DATASET EXCERPTS:

☆ ☆ ☆

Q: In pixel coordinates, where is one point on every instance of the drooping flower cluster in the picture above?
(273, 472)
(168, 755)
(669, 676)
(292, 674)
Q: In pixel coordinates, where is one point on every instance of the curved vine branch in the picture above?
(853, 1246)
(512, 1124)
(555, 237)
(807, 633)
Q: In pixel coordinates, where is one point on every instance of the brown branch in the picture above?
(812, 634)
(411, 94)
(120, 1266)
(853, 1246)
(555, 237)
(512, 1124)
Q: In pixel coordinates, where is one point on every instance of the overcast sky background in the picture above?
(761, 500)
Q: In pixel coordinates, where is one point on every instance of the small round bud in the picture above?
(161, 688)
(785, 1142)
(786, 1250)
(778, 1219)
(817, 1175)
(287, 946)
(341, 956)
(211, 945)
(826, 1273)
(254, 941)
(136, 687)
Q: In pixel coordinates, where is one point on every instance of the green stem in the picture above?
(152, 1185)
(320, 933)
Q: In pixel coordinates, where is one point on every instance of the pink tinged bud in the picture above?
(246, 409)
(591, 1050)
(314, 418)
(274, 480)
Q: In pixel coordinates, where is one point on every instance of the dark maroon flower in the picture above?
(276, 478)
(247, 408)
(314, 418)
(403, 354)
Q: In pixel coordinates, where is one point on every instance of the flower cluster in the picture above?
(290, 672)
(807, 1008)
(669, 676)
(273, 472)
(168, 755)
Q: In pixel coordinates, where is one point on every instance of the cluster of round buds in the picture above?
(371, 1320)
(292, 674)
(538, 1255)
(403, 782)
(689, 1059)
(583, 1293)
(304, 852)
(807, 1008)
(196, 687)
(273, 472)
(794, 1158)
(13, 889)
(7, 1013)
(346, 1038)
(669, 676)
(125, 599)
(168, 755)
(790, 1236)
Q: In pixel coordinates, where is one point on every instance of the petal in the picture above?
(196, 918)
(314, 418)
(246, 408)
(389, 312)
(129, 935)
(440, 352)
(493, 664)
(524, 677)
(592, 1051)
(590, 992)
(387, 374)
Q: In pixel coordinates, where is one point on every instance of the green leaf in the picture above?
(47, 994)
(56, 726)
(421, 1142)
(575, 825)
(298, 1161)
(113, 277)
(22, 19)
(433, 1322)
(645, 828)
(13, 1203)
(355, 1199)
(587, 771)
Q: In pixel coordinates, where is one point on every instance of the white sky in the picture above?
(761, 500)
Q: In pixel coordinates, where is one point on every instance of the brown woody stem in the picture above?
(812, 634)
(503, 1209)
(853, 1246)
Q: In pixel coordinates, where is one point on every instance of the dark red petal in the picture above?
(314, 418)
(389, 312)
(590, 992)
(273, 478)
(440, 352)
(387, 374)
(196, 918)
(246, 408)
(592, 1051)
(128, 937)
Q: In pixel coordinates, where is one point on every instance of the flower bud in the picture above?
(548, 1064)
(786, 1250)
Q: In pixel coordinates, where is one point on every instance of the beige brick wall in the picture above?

☆ ☆ ☆

Rewrite every line of the items above as a JSON list of strings, one string per line, with blank lines left out.

[
  "Q: In pixel coordinates, where is one point on every instance of the drooping flower cluster in the picture above?",
  "(273, 472)",
  "(168, 755)",
  "(669, 676)",
  "(292, 674)",
  "Q: In pixel coordinates, where is one point on every instance of the curved vine branch in the picture above?",
  "(853, 1246)",
  "(512, 1124)",
  "(555, 237)",
  "(807, 633)",
  "Q: In pixel coordinates, where is one point on every instance of the brown branch in the picture above?",
  "(812, 634)",
  "(411, 94)",
  "(120, 1266)",
  "(853, 1246)",
  "(555, 237)",
  "(512, 1124)",
  "Q: In pixel coordinates, where is one point on every instance of the overcast sky background in the picture above?",
  "(761, 500)",
  "Q: In pixel coordinates, where is one point on every instance of the small round bud in the picture above?",
  "(161, 688)",
  "(785, 1142)",
  "(786, 1250)",
  "(778, 1219)",
  "(817, 1175)",
  "(287, 946)",
  "(341, 956)",
  "(211, 945)",
  "(826, 1273)",
  "(254, 941)",
  "(136, 687)",
  "Q: In pixel coordinates, where is one point on every instance of the green stem in the picture above?",
  "(152, 1185)",
  "(320, 933)",
  "Q: In pixel coordinates, where is one point on every instance of the pink tinged bud in the picture above?",
  "(246, 409)",
  "(591, 1050)",
  "(314, 418)",
  "(274, 480)",
  "Q: In pixel coordinates, where is one point on every instance of the dark maroon flower in the picture above?",
  "(276, 478)",
  "(247, 408)",
  "(314, 418)",
  "(403, 354)",
  "Q: In pixel coordinates, where is one point on every instance of the flower cluster in the picture above?",
  "(290, 672)",
  "(807, 1008)",
  "(669, 676)",
  "(273, 472)",
  "(168, 755)",
  "Q: In pixel coordinates, where is one point on every instance of the cluster of round buds in the picture above?",
  "(371, 1320)",
  "(292, 674)",
  "(538, 1255)",
  "(403, 782)",
  "(689, 1059)",
  "(583, 1293)",
  "(304, 852)",
  "(807, 1008)",
  "(196, 687)",
  "(273, 472)",
  "(794, 1158)",
  "(13, 889)",
  "(7, 1013)",
  "(346, 1038)",
  "(669, 676)",
  "(125, 599)",
  "(168, 755)",
  "(790, 1236)",
  "Q: In pixel coordinates, where is one point on every instance of the petal in the picture above?",
  "(196, 918)",
  "(314, 418)",
  "(246, 408)",
  "(389, 312)",
  "(129, 935)",
  "(440, 352)",
  "(493, 664)",
  "(524, 677)",
  "(592, 1051)",
  "(590, 992)",
  "(387, 374)",
  "Q: In pixel coordinates, where is one point on every instance of the green leaf in the picture above?",
  "(47, 994)",
  "(56, 726)",
  "(421, 1142)",
  "(575, 825)",
  "(298, 1161)",
  "(113, 277)",
  "(22, 19)",
  "(433, 1322)",
  "(645, 828)",
  "(13, 1203)",
  "(355, 1199)",
  "(587, 771)",
  "Q: In pixel coordinates, where is one point on every instance of the white sky in the picture above?",
  "(761, 500)",
  "Q: In pixel coordinates, where is one point on every instance of the brown woody stem in the picture above?",
  "(812, 634)",
  "(503, 1209)",
  "(853, 1246)",
  "Q: In pixel coordinates, where is one point on every instance of the dark red petal in the picture above?",
  "(314, 418)",
  "(389, 312)",
  "(590, 992)",
  "(273, 478)",
  "(440, 352)",
  "(387, 374)",
  "(196, 918)",
  "(246, 408)",
  "(592, 1051)",
  "(128, 937)",
  "Q: In pixel coordinates, where is one point on every instance of the flower bud in the picture above?",
  "(548, 1064)",
  "(786, 1250)",
  "Q: In pixel coordinates, where is one point on every instance of the beige brick wall in the picture above?"
]